## READING TEXT
Pre 1000: From the Middle English buterflie, butturflye & boterflye,
from the Old English butorflēoge,
buttorflēoge & buterflēoge. It was cognate with the Dutch botervlieg
and the German Butterfliege
(butterfly). The construct was (with
variations was butere (butter) + fly. Etymologists
note alternative origins for the name.
Either (1) it was first applied to creatures with wings of a notably
yellowish hue (perhaps the dominant or single species of the type in an area)
or (2) as a response to the belief that butterflies ate milk and butter or (3) the first element may have originally been butor- (beater), a mutation of bēatan (to beat), a reference to the
movement of the wings. The idea of the fragile things as thieves of milk and
butter is supported by similar instances in other European languages including
the German Molkendieb
(butterfly (literally “whey thief”) and the Low German Botterlicker (butterfly (literally butter-licker) & Bottervögel (butterfly (literally
“butter-fowl”). There was also the notion
they excreted a butter-like substance, memorably expressed in the Dutch boterschijte (butterfly (literally “butter-shitter”). Most memorable however is the explanation in
the tales of the Brothers Grimm (die
Brüder Grimm, Jacob (1785–1863) and Wilhelm (1786–1859)) in which witches
disguised themselves as butterflies. The
early forms in Middle English superseded the non-native Middle English papilion (butterfly) borrowed from the Old
French. Butterfly is a noun &
adjective, butterflied is a verb & adjective and butterflying is a verb. The noun plural is butterflies.

Anatomy of the butterfly valve (left), butterfly crochet (centre) & butterfly bandage (right).
Butter was from the Middle English buter & butter, from the
Old English butere, from the
Proto-West Germanic buterā, from the Latin
būtȳrum, from the Ancient Greek
βούτῡρον (boútūron)
(cow cheese), the construct being βοῦς (boûs) (ox,
cow) + τῡρός (tūrós) (cheese). Fly was
from the Middle English flye & flie, from the Old English flȳġe & fleoge (a fly,
a winged insect), from the Proto-Germanic fleugǭ (a fly) & fleugon (flying insect), from the primitive Indo-European plewk- (to fly). It was
cognate with the Scots flee, the Saterland
Frisian Fljooge, the German Low
German Fleeg, the Danish flue, Norwegian Bokmål flue
& Norwegian Nynorsk fluge, the Swedish
fluga and the Icelandic fluga, the Old Saxon fleiga, the Old Norse fluga, the Middle Dutch vlieghe, the Dutch vlieg, the Old High German flioga
and the German Fliege (fly (literally
"the flying (insect))). The Old
English fleogende (flying) was from
the primitive Indo-European root pleu-
(to flow).

Social butterfly Lindsay Lohan in butterfly print swimsuit, Cannes, 2016.
Butterfly
was applied first to people circa 1600, originally in reference to vain and
gaudy attire, an allusion to often bright and varied colors of a butterfly's wings. By 1806 it had become a class-based put-down referencing
a transformation from a lower social class to something better, invoking the
idea of progression from sluggish caterpillar to graceful butterfly
(essentially a synonym for bounder). The
reference to flitting tendencies (from one interest, occupation etc) dates from
1873 and the social butterfly (one who moves effortlessly between social
encounters and events) emerged in the 1920s.

## Stored items from a collection
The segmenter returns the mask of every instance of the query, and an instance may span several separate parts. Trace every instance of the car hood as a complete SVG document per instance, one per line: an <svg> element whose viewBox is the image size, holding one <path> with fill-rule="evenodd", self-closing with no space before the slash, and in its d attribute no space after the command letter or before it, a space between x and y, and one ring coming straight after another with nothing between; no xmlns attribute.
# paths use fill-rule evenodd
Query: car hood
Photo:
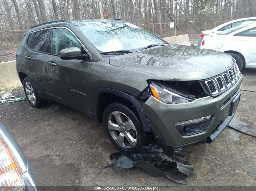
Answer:
<svg viewBox="0 0 256 191"><path fill-rule="evenodd" d="M211 78L228 70L227 64L231 67L235 63L225 53L176 44L112 57L109 62L112 65L146 72L163 80L176 81Z"/></svg>

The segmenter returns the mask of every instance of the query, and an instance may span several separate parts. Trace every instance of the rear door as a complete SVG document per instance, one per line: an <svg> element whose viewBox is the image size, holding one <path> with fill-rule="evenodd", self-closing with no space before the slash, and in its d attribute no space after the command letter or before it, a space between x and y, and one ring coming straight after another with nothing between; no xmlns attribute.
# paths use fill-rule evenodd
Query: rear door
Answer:
<svg viewBox="0 0 256 191"><path fill-rule="evenodd" d="M51 37L51 54L48 55L47 60L55 68L52 80L54 82L58 101L88 112L89 105L88 73L90 61L64 60L59 56L61 50L70 47L77 47L84 54L87 52L78 39L67 28L52 29Z"/></svg>

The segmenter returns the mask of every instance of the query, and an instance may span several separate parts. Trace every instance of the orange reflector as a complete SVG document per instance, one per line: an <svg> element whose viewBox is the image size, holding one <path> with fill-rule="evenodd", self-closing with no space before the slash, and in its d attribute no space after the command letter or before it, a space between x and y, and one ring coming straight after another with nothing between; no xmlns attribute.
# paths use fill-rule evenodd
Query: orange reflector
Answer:
<svg viewBox="0 0 256 191"><path fill-rule="evenodd" d="M161 101L161 100L160 99L160 97L158 94L158 91L157 91L157 89L154 88L151 84L150 85L150 89L151 89L151 91L152 92L152 94L153 94L154 97L156 99Z"/></svg>

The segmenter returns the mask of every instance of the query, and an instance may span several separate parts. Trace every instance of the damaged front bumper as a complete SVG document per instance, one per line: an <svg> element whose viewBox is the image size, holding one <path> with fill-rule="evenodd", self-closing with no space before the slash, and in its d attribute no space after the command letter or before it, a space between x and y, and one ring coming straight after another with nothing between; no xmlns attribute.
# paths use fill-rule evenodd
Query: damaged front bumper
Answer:
<svg viewBox="0 0 256 191"><path fill-rule="evenodd" d="M242 81L242 78L240 78L231 88L217 97L208 96L184 103L167 104L151 96L143 105L142 109L157 144L166 148L214 141L235 115L236 108L231 107L234 100L240 97ZM206 126L202 128L203 130L198 133L184 135L181 131L182 128L179 128L177 125L182 124L179 123L181 122L209 116L210 119L207 118L207 123L204 124Z"/></svg>

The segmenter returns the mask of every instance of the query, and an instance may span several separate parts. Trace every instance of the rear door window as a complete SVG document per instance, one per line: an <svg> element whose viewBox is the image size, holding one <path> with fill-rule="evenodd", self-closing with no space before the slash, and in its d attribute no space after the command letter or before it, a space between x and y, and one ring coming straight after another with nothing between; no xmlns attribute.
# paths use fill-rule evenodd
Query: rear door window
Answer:
<svg viewBox="0 0 256 191"><path fill-rule="evenodd" d="M49 53L50 30L43 30L34 33L32 48L36 51Z"/></svg>
<svg viewBox="0 0 256 191"><path fill-rule="evenodd" d="M81 44L68 29L63 28L53 29L52 53L59 54L61 50L70 47L77 47L81 49Z"/></svg>

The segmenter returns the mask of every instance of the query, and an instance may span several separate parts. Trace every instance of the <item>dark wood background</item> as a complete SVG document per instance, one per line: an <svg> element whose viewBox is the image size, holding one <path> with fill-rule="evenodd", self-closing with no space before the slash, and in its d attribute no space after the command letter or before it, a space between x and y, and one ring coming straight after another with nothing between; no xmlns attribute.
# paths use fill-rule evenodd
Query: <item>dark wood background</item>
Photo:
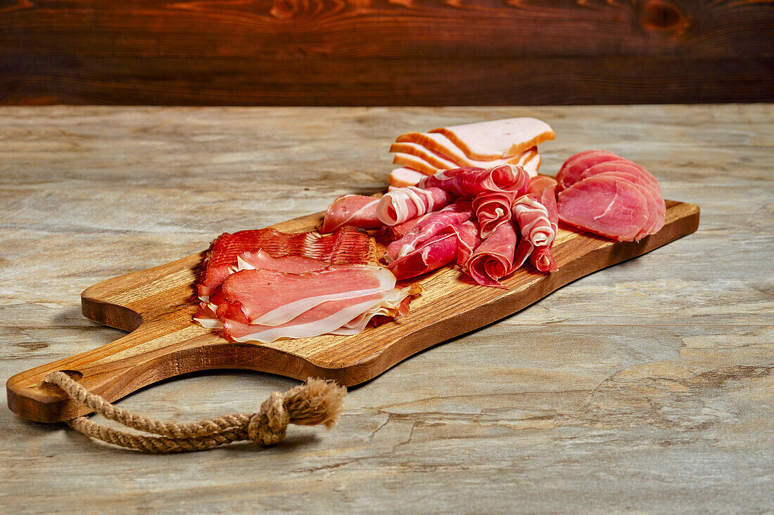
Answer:
<svg viewBox="0 0 774 515"><path fill-rule="evenodd" d="M0 0L6 104L774 100L765 0Z"/></svg>

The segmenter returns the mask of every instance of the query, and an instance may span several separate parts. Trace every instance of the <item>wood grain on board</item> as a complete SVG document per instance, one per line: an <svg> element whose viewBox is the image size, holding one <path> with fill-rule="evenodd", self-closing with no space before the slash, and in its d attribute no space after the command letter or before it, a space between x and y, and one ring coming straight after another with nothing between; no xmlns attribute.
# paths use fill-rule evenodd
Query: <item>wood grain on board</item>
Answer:
<svg viewBox="0 0 774 515"><path fill-rule="evenodd" d="M313 230L322 214L274 227L288 233ZM19 416L41 422L89 413L43 382L57 370L67 371L89 391L109 401L163 379L218 368L358 384L421 350L512 315L572 281L649 252L698 226L697 206L670 201L663 228L639 242L615 242L563 227L553 247L558 271L539 274L522 268L503 281L509 288L503 290L480 286L459 270L444 267L416 278L425 291L405 317L351 336L322 335L271 343L229 342L193 320L202 258L196 254L84 290L86 316L132 333L93 351L14 375L6 384L8 404Z"/></svg>
<svg viewBox="0 0 774 515"><path fill-rule="evenodd" d="M767 101L758 0L4 0L0 103Z"/></svg>
<svg viewBox="0 0 774 515"><path fill-rule="evenodd" d="M541 172L610 150L700 227L415 354L349 388L332 431L272 447L141 455L0 409L3 508L769 511L772 105L0 108L0 377L125 336L81 313L92 285L381 191L399 134L514 116L557 132ZM194 373L118 405L192 422L298 384Z"/></svg>

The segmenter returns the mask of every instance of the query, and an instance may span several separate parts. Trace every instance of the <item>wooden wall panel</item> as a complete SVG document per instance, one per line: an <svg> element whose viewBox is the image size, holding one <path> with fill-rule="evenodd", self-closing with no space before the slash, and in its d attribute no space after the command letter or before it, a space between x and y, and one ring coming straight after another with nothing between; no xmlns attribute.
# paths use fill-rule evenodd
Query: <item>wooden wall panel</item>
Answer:
<svg viewBox="0 0 774 515"><path fill-rule="evenodd" d="M0 0L0 103L770 101L772 42L760 0Z"/></svg>

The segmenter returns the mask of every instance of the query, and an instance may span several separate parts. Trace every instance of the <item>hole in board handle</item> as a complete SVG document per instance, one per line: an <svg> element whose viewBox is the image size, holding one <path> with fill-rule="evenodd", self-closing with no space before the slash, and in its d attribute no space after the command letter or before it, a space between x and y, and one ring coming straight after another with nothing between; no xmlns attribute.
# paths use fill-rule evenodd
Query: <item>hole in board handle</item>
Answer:
<svg viewBox="0 0 774 515"><path fill-rule="evenodd" d="M74 380L80 380L84 377L84 374L81 373L80 372L78 372L77 370L57 370L57 371L64 372L71 379ZM50 383L46 383L46 381L40 381L39 383L36 384L35 387L37 387L39 389L43 390L50 394L63 393L58 386L57 386L56 384L51 384Z"/></svg>

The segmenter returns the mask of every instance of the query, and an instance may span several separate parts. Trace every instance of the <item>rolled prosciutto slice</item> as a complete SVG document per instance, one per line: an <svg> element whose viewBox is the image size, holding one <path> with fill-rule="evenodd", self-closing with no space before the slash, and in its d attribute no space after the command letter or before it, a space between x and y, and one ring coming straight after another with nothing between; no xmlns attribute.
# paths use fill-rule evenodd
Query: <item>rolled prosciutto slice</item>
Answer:
<svg viewBox="0 0 774 515"><path fill-rule="evenodd" d="M320 233L332 233L347 225L362 229L382 227L376 214L379 200L365 195L342 195L328 206L319 227Z"/></svg>
<svg viewBox="0 0 774 515"><path fill-rule="evenodd" d="M522 237L533 247L550 245L557 237L557 229L548 219L548 210L531 195L524 195L513 204L513 217Z"/></svg>
<svg viewBox="0 0 774 515"><path fill-rule="evenodd" d="M392 288L395 276L380 266L331 266L303 274L241 270L224 281L226 300L215 312L222 319L238 309L250 323L279 326L323 302L381 294Z"/></svg>
<svg viewBox="0 0 774 515"><path fill-rule="evenodd" d="M583 230L632 241L648 221L648 201L634 182L600 174L559 193L559 218Z"/></svg>
<svg viewBox="0 0 774 515"><path fill-rule="evenodd" d="M365 264L372 255L371 238L353 228L324 236L317 232L287 234L271 228L224 233L213 240L202 260L197 283L199 298L209 298L231 273L238 256L262 249L274 258L303 256L330 264Z"/></svg>
<svg viewBox="0 0 774 515"><path fill-rule="evenodd" d="M430 132L444 135L465 155L481 161L519 155L556 135L545 121L525 117L450 125Z"/></svg>
<svg viewBox="0 0 774 515"><path fill-rule="evenodd" d="M512 222L502 223L473 251L464 271L479 285L505 288L500 279L512 271L518 240Z"/></svg>
<svg viewBox="0 0 774 515"><path fill-rule="evenodd" d="M457 168L441 170L419 182L420 188L441 188L457 196L474 199L485 192L518 193L526 189L529 174L516 165L490 169Z"/></svg>
<svg viewBox="0 0 774 515"><path fill-rule="evenodd" d="M385 193L376 206L376 215L384 225L397 225L437 211L448 205L454 196L440 188L398 188Z"/></svg>
<svg viewBox="0 0 774 515"><path fill-rule="evenodd" d="M420 220L406 235L387 247L385 260L389 263L413 252L422 244L450 226L466 222L474 217L473 206L458 200L440 211L430 213Z"/></svg>
<svg viewBox="0 0 774 515"><path fill-rule="evenodd" d="M351 298L327 301L310 308L292 320L268 326L250 323L238 311L232 311L223 318L223 333L235 342L259 341L265 343L280 338L305 338L330 333L361 313L379 306L383 293Z"/></svg>

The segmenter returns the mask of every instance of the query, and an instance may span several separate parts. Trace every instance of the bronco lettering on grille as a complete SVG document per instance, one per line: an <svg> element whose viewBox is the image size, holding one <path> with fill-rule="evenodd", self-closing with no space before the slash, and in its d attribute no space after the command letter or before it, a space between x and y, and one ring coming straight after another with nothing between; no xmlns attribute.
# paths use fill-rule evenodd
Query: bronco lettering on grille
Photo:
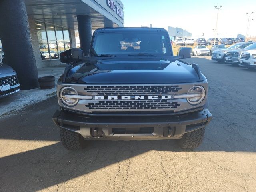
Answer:
<svg viewBox="0 0 256 192"><path fill-rule="evenodd" d="M167 95L98 96L95 96L95 100L147 100L148 99L170 99L172 96Z"/></svg>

## STATED EXERCISE
In the reading text on the word butterfly, around what year was the word first applied to people?

## ANSWER TO THIS TASK
Around 1600.